> GIVEN TASK A:
Rewrite the rows, from the line containing "of oryx hind" through the final line of the rows, as a numbered list, omitting any blank lines.
> GIVEN TASK B:
Extend the forum thread on dorade vents and boat ventilation from the point at which it stops.

> DOCUMENT EXCERPT:
# Ventilation and the bulletproof dorade



## Valiente (Jun 16, 2006)

I am entertaining suggestions for ventilation solutions on my sailermotor

There are two decent-sized hatches in the saloon overhead, but just two 7 x 14 opening hatches on the cabinhouse sides, one in the head and one over the galley. The rest of the portlights are 1/2" Lexan throughbolted. Same with the pilothouse: the center windscreen opens forward and there's two little hatches overhead, but that's it. Oh, there's a Nicro vent over the galley, too.

As we wish to both travel in the tropics and to have a diesel heater in the main saloon (floor or bulkhead...haven't decided yet), I am looking for ways to increase air flow through the boat. I can use a Windscoop at anchor, but does anyone have a bulletproof dorade design that gets a fair volume of air down the boat but which can also either shed green water over the decks or can be REALLY shut off in storm conditions?

I am reading "The Warm, Dry Boat" and there's a lot of good ideas there, but I am looking for real-world, bluewater-tested suggestions. The boat is steel, and welding stuff on is no object. Here's a picture to give you a sense of the foredeck layout. I would prefer not to block pilothouse visibility, but you can't have everything.


----------



## tdw (Oct 2, 2006)

Valiente said:


> I am entertaining suggestions for ventilation solutions on my sailermotor


V,
On Raven we have two Dorades over the main saloon. They have a decent box underneath them and when we took white water from bow to stern a month or so back not a drop got through. However, the vents themselves are those rotten plastic jobbies that look revolting and are not particularly secure. From what I can see replacing them with those hellishly expensive chromed metal types is the best answer but I'll need to build a cage over the vents to keep lines away from them. We have screw down covers for the vent holes but have yet to need to use them. It does seem to me that the good Dorade (as vertical as possible in my opinion) is still the best thing going round. Somewhere I have an image of what looks like an excellent installation. I'll go look for it and if can find it will post.
Regards
TD


----------



## sailingdog (Mar 19, 2006)

While I agree that a properly designed dorade vent is the way to go, you won't be able to design one that can take "green water" over the decks and not leak like a sieve into the cabin. 

In cases where you're getting green water over the decks, you need to close off the dorades. Same thing with the Nicro vents... in cases of heavy weather and seas—you need to remove the vent and close off the hole with a deckplate, otherwise, expect some water for company. 

That said, four-inch dorades are the minimum size I'd go with.. and if you can install four of them...two forward and two aft.. it would go a long way to keeping fresh air flowing through the boat. The metal dorade vents are the way to go, but you really do need to build line guards for them, as TDW points out.


----------



## soul searcher (Jun 28, 2006)

> INPUT ROWS:
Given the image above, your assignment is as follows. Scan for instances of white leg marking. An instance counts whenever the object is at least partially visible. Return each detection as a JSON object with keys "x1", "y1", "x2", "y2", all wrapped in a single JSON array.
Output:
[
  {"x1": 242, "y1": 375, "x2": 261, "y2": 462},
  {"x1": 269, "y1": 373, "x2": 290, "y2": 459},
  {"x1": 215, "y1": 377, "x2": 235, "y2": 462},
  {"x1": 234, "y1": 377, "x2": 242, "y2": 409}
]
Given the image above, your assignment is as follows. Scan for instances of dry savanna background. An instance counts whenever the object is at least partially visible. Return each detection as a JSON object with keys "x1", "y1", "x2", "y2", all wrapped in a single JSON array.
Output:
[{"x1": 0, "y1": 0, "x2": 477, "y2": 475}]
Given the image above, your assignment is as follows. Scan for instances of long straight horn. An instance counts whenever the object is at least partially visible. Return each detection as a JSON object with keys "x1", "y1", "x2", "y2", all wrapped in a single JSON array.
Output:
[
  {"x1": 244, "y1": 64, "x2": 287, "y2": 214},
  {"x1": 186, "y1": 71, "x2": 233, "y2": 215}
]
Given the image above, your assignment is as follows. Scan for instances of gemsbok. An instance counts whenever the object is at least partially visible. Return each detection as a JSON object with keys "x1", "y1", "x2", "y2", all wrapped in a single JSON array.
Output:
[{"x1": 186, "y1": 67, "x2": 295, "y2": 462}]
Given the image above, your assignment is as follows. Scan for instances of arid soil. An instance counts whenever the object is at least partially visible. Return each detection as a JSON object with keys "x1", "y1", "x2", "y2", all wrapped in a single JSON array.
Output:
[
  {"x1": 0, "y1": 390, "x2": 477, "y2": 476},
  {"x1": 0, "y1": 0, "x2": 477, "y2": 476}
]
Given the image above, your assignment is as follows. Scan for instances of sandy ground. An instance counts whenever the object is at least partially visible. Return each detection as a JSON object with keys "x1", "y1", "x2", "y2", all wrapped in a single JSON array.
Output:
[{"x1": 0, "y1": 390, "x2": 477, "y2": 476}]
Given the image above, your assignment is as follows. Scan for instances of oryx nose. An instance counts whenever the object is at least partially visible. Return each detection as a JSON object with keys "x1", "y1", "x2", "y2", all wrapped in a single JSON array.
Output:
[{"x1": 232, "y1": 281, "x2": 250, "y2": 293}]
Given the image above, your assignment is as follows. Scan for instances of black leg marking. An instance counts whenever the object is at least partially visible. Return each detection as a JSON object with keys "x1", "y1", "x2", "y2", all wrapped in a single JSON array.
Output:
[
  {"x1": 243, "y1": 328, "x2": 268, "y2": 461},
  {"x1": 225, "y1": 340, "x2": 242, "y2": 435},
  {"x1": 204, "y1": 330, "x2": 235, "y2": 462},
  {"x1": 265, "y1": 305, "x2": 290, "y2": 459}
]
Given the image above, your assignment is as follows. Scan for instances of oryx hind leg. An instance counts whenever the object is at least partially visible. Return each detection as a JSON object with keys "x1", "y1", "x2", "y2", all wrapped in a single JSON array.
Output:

> WRITTEN ANSWER A:
1. Given the image above, your assignment is as follows. Scan for instances of oryx hind leg. An instance counts whenever the object is at least partially visible. Return each detection as a JSON object with keys "x1", "y1", "x2", "y2", all wrapped in a single JSON array.
2. Output:

> WRITTEN ANSWER B:
I like the nicro vents they move quite bit of air and our boat never realy feels damp We have three of them and two dorades. we do have deck plates for all of them. Nicros are nice when its dead calm they keep the air moving.


















Matt


----------



## sailingdog (Mar 19, 2006)

I have two Nicro vents on my boat... and given it's rather limited size, find that they're fairly good at moving the air through the boat as needed...since it is a small 28' trimaran. The ones I have are the more expensive BRS model that have a metal screw-in deck ring, rather than the plastic one.


----------



## TrueBlue (Oct 11, 2004)

Not "bulletproof", but our two dorades are the types made from a rigid, yet flexible vinyl material - therefore less prone to breakage. The dorade interiors are finished in a dark blue.

Stainless cages of course, offer additional protection and are very convenient for attaching unused halyards.


----------



## sailingdog (Mar 19, 2006)

> Stainless cages of course, offer additional protection and are very convenient for attaching unused halyards.


Also good for preventing the jib sheets from sending the dorade cowl into the drink...


----------



## Valiente (Jun 16, 2006)

All good suggestions, folks. Thanks!


----------



## Faster (Sep 13, 2005)

If you build dorades, you could align them with the rather wide posts between pilothouse windows and minimize their impact on straight-ahead visiblity. Though it looks like one of your Nicro vents is already there....


----------



## sailingdog (Mar 19, 2006)

He could always move the nicro vent, as they're pretty easy to install or move since they have no wires and are fairly low profile.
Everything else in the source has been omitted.